**GEGEVEN OPDRACHT**
Pik uit de onderstaande records elke regel die de tekenreeks "foliage" bevat en schrijf die regels over.

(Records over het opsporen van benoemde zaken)
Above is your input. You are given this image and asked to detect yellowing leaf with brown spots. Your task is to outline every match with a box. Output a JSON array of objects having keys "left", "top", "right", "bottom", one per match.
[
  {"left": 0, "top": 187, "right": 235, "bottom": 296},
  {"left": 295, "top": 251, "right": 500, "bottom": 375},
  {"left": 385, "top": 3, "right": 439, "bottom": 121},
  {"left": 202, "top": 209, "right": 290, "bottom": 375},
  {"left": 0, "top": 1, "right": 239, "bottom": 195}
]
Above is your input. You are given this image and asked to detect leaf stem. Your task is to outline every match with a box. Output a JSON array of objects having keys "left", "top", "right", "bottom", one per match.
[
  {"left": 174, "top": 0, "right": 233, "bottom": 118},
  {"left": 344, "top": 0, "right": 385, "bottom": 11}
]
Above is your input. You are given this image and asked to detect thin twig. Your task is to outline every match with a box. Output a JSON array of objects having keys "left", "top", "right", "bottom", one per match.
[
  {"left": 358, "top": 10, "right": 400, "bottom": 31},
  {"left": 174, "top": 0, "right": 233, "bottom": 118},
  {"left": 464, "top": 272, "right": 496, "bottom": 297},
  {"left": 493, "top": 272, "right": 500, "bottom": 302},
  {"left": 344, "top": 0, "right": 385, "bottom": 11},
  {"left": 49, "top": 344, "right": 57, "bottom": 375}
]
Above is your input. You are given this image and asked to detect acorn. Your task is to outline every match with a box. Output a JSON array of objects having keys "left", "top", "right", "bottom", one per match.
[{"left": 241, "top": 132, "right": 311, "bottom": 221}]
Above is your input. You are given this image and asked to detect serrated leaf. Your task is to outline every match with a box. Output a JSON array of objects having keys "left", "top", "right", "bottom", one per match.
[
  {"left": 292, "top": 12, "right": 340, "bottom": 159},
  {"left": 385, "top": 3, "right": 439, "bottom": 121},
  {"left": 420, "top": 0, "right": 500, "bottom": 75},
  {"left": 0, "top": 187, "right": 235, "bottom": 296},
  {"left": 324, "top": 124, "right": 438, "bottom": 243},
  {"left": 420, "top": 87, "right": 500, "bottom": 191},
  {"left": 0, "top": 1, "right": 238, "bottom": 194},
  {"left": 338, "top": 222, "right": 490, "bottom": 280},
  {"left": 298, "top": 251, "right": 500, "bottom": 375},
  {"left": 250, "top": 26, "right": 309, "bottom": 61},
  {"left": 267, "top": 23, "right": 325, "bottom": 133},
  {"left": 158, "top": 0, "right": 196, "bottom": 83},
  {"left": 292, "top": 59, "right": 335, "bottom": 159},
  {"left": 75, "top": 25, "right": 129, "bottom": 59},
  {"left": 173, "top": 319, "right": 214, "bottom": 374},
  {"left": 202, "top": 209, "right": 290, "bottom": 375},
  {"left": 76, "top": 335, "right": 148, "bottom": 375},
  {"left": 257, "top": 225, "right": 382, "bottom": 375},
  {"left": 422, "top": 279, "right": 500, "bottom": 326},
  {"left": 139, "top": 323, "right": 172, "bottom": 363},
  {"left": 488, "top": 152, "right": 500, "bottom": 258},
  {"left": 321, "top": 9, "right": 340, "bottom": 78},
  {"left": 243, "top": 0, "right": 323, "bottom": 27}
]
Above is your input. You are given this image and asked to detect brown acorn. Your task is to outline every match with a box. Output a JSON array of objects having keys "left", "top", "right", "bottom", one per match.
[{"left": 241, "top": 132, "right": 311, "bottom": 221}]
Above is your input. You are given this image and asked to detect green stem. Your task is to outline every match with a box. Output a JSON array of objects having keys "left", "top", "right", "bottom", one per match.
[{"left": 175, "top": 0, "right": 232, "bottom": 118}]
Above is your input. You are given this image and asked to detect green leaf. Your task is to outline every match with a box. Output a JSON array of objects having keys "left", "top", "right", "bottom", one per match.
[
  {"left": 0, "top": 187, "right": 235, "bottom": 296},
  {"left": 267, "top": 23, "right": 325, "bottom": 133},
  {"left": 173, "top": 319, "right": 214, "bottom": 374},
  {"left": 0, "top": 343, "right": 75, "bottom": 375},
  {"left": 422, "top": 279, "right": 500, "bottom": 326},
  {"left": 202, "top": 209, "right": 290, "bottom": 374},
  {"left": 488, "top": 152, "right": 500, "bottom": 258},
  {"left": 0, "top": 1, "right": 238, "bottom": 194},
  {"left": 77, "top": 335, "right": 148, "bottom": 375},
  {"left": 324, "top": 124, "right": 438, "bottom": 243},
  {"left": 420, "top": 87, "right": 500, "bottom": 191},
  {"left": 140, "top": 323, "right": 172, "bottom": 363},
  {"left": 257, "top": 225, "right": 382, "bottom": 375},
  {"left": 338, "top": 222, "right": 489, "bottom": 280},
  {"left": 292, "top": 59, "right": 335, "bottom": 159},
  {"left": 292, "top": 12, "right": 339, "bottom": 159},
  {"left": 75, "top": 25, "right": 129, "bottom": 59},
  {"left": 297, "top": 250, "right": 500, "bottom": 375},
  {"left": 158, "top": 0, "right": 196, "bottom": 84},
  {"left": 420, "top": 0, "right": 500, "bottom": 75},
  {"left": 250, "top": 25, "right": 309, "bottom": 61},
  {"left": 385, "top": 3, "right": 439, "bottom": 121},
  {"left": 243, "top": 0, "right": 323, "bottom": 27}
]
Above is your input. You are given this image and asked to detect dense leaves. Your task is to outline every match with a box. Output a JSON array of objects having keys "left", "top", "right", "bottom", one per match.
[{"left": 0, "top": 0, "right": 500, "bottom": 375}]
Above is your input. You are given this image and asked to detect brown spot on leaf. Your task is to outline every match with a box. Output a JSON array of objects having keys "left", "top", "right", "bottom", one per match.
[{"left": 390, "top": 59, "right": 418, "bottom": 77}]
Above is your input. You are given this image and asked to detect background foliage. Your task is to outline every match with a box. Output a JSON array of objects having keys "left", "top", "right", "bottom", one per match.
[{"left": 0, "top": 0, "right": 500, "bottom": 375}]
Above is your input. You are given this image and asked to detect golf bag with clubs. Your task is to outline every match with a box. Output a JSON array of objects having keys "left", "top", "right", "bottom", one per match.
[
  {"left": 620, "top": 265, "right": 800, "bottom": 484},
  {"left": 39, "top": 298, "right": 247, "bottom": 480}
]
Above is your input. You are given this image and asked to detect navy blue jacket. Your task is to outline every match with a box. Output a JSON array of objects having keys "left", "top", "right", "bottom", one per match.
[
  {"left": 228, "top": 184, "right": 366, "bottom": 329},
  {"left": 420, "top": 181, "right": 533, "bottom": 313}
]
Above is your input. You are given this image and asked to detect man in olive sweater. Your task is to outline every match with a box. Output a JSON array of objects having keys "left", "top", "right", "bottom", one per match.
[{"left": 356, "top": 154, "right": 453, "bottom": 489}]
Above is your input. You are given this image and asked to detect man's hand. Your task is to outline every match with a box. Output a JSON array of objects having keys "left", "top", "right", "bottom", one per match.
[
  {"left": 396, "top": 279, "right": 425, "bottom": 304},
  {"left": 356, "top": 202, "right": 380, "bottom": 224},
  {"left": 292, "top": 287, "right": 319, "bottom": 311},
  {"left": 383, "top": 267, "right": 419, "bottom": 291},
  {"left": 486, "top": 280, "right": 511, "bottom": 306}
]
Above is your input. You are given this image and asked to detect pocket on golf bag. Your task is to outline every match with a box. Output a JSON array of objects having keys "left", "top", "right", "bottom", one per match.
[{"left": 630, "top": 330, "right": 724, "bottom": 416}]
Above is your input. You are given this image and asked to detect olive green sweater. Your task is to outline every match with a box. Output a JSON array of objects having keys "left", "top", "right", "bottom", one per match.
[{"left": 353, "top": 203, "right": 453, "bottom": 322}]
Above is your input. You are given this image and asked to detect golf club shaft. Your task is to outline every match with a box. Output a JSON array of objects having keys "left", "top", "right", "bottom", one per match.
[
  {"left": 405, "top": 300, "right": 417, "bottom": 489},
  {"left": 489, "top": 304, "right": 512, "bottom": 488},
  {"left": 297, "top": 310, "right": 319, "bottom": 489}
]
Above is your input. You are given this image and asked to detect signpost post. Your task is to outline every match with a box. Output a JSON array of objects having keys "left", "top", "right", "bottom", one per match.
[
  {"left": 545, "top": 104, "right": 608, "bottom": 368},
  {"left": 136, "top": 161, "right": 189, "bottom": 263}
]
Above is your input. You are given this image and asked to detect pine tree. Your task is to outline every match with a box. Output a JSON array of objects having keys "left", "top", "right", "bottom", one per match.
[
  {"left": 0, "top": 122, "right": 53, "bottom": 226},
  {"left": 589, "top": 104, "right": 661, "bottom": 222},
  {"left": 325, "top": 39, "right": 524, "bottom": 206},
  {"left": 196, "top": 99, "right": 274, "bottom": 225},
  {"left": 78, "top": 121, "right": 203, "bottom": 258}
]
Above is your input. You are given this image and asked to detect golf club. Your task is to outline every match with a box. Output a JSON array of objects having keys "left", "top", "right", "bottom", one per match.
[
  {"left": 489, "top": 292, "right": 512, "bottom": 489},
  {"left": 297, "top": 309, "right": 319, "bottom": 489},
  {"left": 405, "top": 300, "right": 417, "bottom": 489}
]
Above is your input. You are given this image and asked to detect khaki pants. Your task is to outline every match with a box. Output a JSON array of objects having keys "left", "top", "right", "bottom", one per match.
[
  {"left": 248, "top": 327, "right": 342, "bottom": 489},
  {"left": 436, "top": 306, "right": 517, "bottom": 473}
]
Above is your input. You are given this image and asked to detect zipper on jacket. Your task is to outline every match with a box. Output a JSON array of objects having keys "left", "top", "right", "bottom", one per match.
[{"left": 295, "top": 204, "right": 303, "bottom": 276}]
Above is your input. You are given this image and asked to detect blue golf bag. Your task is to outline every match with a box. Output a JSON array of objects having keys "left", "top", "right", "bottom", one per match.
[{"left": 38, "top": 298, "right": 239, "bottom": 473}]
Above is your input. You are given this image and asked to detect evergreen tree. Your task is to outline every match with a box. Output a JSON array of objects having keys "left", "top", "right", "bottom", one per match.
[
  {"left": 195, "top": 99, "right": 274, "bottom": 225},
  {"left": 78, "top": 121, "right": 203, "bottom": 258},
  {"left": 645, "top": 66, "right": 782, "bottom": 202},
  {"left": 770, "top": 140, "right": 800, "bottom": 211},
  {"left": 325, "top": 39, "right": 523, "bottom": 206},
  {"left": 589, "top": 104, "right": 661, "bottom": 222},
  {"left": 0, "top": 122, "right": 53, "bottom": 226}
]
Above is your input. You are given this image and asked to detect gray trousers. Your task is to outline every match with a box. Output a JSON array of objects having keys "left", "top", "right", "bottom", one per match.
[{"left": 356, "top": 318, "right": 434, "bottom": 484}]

**ANTWOORD OP OPDRACHT**
Above is your input. You are given this image and asked to detect background foliage. Your task is to outline every match with a box. Output a JSON array of objects having keys "left", "top", "right", "bottom", one per match.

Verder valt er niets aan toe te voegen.